_Activity_.
Could you reproduce, exactly and alone, the lines running from the one with "Target: rescuer kneeling in kayak" to the end of the data below?

Items from a dataset
..............................
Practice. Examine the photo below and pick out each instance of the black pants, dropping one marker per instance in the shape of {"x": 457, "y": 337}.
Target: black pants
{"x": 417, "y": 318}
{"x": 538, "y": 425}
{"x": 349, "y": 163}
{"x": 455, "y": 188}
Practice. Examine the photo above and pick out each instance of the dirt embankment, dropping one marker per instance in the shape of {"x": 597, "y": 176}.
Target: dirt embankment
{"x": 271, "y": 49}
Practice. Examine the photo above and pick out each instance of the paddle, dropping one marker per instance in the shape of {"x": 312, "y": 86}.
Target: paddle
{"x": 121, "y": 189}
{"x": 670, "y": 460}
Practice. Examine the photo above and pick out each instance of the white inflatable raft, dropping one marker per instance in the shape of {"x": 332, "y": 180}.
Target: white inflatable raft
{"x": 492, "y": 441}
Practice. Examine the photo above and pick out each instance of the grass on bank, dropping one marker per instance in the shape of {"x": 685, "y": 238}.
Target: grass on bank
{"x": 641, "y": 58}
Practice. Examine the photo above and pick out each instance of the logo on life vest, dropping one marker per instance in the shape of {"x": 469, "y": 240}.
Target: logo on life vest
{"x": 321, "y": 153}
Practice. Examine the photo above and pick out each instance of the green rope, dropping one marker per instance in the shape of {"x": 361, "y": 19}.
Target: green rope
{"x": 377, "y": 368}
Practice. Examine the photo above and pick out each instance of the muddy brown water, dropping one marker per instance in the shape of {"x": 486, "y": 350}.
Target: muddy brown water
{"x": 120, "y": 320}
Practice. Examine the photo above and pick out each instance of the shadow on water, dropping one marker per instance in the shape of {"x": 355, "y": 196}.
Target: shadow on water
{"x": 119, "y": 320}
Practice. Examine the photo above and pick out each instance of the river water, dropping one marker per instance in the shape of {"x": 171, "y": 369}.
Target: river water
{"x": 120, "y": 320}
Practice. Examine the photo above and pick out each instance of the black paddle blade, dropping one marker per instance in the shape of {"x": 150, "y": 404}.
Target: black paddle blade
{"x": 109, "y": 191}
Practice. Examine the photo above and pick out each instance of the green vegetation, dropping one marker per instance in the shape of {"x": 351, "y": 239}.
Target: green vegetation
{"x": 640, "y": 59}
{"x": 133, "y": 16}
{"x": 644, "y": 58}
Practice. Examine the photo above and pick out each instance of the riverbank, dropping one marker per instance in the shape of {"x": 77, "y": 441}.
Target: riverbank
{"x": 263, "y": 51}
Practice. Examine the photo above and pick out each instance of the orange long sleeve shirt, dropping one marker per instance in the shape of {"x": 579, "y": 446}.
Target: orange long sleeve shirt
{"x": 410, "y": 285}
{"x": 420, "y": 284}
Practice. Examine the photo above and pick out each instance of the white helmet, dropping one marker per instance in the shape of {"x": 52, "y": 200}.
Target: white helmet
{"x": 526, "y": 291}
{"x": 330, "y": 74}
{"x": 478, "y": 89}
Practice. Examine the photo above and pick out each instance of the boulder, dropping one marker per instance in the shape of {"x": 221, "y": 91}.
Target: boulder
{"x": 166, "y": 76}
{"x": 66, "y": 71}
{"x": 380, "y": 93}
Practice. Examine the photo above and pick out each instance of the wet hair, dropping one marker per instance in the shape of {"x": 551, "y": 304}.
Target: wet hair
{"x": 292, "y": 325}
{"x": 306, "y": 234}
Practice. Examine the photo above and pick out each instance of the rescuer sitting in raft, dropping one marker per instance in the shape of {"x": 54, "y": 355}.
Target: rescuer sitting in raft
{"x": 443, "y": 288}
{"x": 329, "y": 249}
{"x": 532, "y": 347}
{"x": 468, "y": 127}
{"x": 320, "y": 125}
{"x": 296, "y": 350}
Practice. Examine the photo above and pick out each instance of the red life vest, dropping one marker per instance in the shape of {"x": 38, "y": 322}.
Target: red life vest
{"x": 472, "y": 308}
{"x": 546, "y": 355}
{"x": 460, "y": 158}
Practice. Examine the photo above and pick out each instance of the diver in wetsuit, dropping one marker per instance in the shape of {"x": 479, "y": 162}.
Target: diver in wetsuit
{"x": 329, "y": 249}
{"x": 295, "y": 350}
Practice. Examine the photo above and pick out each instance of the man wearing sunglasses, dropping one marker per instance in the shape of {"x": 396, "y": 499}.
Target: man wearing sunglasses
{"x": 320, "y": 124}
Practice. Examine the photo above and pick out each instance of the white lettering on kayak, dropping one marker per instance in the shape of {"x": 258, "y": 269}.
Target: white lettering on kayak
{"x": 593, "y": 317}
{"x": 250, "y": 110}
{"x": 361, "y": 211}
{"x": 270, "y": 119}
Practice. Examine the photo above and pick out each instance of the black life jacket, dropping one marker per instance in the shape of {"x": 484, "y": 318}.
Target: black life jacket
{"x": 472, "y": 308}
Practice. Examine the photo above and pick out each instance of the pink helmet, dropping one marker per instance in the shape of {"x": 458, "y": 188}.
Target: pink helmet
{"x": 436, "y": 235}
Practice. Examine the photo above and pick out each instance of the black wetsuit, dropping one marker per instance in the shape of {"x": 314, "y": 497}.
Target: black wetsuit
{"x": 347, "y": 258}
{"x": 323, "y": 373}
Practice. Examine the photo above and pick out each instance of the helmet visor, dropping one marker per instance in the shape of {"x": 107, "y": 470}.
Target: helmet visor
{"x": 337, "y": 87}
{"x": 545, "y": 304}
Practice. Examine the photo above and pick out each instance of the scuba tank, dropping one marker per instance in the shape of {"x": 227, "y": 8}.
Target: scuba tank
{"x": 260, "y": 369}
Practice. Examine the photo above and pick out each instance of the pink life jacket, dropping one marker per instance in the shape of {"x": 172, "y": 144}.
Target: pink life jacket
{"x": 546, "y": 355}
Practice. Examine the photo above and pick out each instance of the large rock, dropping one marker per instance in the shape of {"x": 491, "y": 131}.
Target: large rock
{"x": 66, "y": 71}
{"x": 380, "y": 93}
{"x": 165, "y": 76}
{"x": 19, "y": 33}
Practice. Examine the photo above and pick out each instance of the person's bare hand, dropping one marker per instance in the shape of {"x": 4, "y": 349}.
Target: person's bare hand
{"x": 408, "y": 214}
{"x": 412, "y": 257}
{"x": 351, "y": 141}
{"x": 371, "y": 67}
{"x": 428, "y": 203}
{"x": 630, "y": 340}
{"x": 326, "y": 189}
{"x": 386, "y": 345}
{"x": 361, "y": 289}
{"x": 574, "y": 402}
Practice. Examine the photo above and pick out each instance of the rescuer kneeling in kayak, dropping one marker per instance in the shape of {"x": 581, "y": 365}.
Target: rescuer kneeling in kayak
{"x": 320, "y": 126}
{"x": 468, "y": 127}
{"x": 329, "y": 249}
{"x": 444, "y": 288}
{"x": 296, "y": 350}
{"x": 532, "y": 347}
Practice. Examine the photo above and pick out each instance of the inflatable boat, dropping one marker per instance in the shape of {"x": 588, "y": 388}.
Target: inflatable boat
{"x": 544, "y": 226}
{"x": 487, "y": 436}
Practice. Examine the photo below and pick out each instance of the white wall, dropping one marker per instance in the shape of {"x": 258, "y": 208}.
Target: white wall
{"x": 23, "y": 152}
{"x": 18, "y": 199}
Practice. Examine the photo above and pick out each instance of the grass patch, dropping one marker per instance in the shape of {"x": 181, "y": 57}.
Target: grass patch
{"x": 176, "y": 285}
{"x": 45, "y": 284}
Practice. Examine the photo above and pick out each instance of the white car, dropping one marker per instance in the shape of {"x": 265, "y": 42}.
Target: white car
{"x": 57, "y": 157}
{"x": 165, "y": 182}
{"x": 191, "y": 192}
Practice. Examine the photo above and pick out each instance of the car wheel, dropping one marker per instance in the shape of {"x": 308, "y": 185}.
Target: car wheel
..............................
_Written solution_.
Target: rescuer kneeling in kayak
{"x": 320, "y": 126}
{"x": 468, "y": 127}
{"x": 329, "y": 249}
{"x": 444, "y": 288}
{"x": 296, "y": 350}
{"x": 532, "y": 347}
Practice. Examine the photo above and pick out each instance of the inflatable boat, dropping one marker per instance in the shape of {"x": 588, "y": 388}.
Target: inflatable boat
{"x": 544, "y": 226}
{"x": 487, "y": 436}
Practice. Examine the photo below and pick out each instance of the white wall, dropping one marker per instance in the shape of {"x": 258, "y": 208}.
Target: white wall
{"x": 23, "y": 152}
{"x": 18, "y": 199}
Practice. Examine the photo above and pick out each instance of the grass patch, dropping one marker per instance in the shape of {"x": 181, "y": 57}.
Target: grass patch
{"x": 176, "y": 285}
{"x": 45, "y": 284}
Practice. Examine the photo above and pick out each instance of the white car, dropping one marker per instance in the shape of {"x": 265, "y": 42}.
Target: white car
{"x": 57, "y": 157}
{"x": 165, "y": 182}
{"x": 191, "y": 192}
Practice. Examine the photo above and pick out each instance of the car wheel, dropping one marker per instance in the shape of {"x": 308, "y": 185}.
Target: car wheel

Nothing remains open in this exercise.